**Given task**
Retype exactly the lines from the line with "of the black" to the end of the data, keeping both boundary lines.

--- Start of Records provided ---

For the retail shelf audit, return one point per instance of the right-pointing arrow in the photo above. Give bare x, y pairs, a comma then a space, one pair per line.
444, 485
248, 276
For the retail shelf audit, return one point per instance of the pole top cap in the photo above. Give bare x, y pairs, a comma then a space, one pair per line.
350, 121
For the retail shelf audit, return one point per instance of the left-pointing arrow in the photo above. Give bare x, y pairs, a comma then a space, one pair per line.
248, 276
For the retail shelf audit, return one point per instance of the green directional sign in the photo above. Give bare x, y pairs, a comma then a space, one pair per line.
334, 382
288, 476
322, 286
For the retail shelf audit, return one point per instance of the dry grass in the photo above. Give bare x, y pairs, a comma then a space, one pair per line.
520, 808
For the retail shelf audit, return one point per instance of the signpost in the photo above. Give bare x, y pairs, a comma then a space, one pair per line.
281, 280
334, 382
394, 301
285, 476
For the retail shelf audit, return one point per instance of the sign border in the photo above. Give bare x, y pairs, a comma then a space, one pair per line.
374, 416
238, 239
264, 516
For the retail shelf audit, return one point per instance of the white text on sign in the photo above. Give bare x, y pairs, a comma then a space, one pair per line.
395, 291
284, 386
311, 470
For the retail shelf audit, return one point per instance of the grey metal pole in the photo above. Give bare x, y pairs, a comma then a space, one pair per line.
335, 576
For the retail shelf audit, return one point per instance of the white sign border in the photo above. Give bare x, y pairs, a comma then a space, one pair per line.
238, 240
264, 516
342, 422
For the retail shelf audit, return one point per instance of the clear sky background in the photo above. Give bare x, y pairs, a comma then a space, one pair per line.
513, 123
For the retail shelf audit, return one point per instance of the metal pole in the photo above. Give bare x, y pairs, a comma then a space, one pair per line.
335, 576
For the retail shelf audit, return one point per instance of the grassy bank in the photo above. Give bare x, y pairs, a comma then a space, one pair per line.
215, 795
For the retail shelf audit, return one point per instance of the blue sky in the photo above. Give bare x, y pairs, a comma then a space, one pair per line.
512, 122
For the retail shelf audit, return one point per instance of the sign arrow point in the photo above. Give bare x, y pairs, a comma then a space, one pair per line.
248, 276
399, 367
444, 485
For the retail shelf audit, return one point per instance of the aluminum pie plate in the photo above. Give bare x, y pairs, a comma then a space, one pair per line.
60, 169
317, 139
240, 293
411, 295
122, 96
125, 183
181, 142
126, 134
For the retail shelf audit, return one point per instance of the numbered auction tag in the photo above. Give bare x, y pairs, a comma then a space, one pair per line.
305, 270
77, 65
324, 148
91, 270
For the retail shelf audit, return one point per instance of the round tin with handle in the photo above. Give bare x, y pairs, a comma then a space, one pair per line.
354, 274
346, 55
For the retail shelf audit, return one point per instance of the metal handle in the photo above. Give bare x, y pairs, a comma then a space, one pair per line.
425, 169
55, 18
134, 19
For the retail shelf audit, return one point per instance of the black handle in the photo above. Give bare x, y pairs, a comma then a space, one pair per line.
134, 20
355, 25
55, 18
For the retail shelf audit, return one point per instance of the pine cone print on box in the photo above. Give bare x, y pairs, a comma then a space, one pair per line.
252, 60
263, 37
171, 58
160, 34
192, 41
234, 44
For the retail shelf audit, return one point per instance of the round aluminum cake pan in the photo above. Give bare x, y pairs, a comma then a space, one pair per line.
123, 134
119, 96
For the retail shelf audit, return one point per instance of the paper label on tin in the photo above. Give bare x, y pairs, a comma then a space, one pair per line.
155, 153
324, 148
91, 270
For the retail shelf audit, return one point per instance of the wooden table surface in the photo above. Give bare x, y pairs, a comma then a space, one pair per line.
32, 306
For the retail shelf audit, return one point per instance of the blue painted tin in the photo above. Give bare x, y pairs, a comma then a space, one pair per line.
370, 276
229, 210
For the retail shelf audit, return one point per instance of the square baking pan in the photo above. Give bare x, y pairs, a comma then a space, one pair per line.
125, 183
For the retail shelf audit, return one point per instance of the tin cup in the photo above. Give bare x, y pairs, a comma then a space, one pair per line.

--- End of Records provided ---

**Exercise answer**
For the retail shelf audit, return one point per instance of the black handle in the photo above. Give bare x, y pairs, a comma then a space, one pair per line.
134, 20
355, 25
55, 18
For the retail shelf audit, return one point per instance of the pine cone print on box in the photo above. Give bare x, y pairs, a comma then a space, one pair per line.
252, 60
263, 37
171, 58
160, 34
192, 41
234, 44
For the retail shelf audit, return one point per instance of the round aluminum cake pan in the photo above. Give bare x, y pairs, a comma then a space, one pair per line.
123, 134
119, 96
For the retail shelf audit, return one point per instance of the paper label on tin in the photo above. Give bare x, y pairs, a comma then a space, one pair per line.
155, 153
324, 148
91, 270
For the retail shelf audit, return one point per instance of the wooden table surface in the photo above. Give bare x, y pairs, a comma then a space, one pair per line.
32, 306
For the retail shelf audit, return one point per instance of the blue painted tin in the photo above. Give bare x, y pairs, a comma then a space, one pair per line.
370, 276
229, 210
For the retail shelf audit, return one point per instance of the square baking pan in the photo above. Give bare x, y pairs, a comma then a space, one pair per line.
125, 183
For the retail shelf audit, return one point per instance of the tin cup in the photo above. Give bare x, y pairs, a comma then a space, one pair per line.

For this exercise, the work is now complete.